[[ Data supplied, beginning ]]

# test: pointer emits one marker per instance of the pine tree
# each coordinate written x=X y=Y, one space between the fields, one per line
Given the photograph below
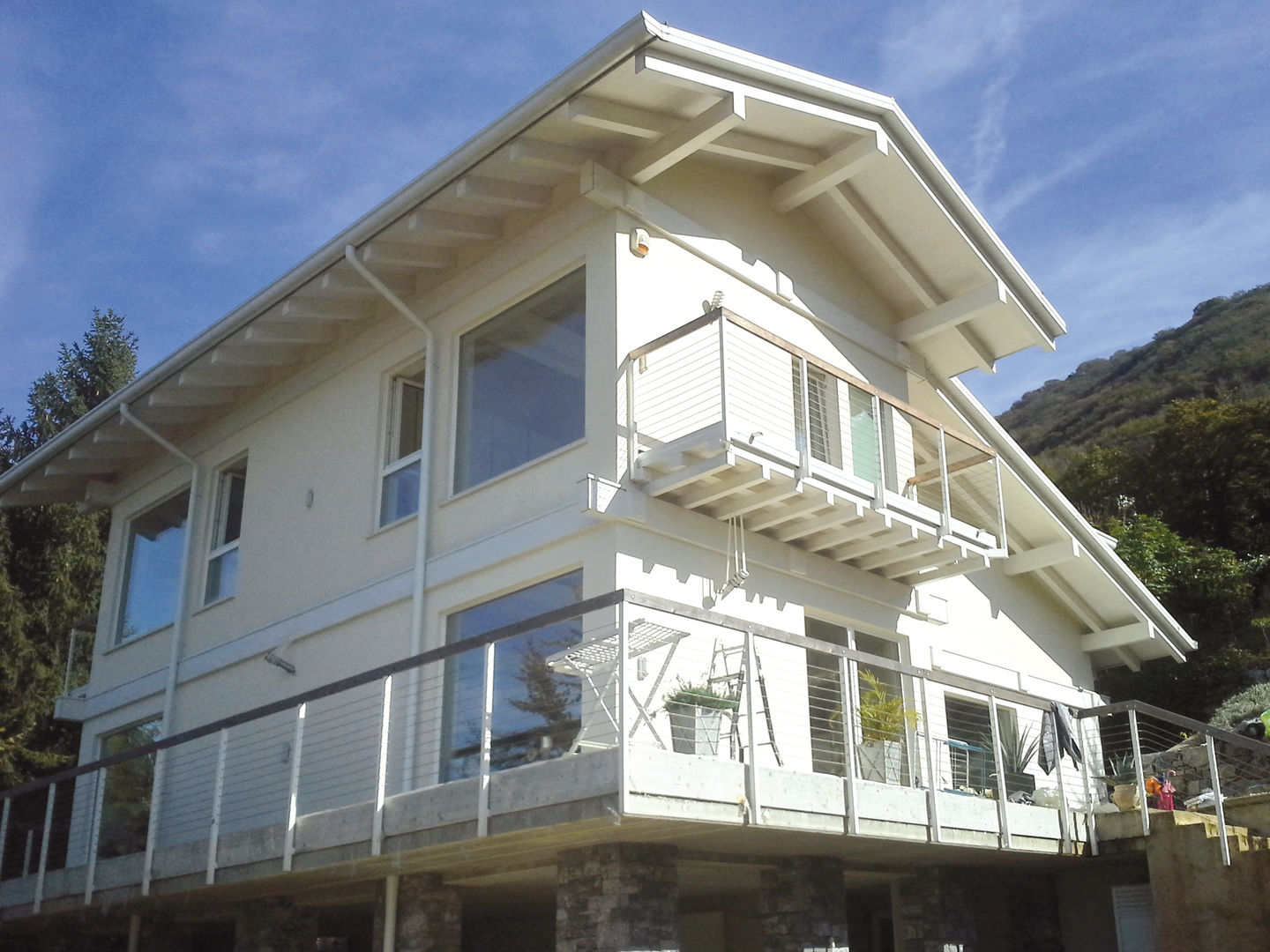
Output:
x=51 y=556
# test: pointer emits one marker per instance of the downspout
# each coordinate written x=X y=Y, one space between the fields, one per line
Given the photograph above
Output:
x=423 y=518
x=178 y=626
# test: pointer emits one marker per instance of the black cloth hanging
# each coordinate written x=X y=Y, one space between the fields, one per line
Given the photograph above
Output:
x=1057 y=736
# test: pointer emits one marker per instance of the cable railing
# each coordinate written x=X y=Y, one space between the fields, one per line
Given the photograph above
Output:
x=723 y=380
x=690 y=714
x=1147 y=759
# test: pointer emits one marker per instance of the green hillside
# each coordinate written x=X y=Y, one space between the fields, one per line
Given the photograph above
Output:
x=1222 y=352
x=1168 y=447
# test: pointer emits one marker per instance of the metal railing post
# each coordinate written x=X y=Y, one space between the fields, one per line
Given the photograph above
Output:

[[ Data supplied, end ]]

◆ **Exercise goal**
Each entry above should be given again exactly, with its pictures omitted.

◆ **Output**
# test: pointer emits one marker per instance of the pine tree
# each coordinate written x=X y=Y, one space between the fields, one per line
Given the photograph below
Output:
x=51 y=556
# test: pointer emits one marker per instance of the downspout
# each coordinate written x=X y=Y, one space between the fields, one per line
Given the photograph above
Output:
x=423 y=518
x=178 y=626
# test: pointer emits one marker per instance of the black cloth hanging
# each coordinate written x=X y=Y, one space between the fields, one per line
Given the photograph above
Output:
x=1057 y=736
# test: pointer emits one marker per instance of the cable railing
# each coordinate written x=X y=Y, one space between the fields, one per line
Given the photograph above
Output:
x=723 y=380
x=690 y=714
x=1147 y=759
# test: pointer emits one marker per instance of the green hillside
# each coordinate written x=X y=Y, one space between the fields, one per line
Given the photograph above
Output:
x=1222 y=352
x=1168 y=447
# test: pointer emits one marker per instance of the metal railing post
# each coordinate written x=X y=Y, one space between the fields, one per line
Given the photograph above
Output:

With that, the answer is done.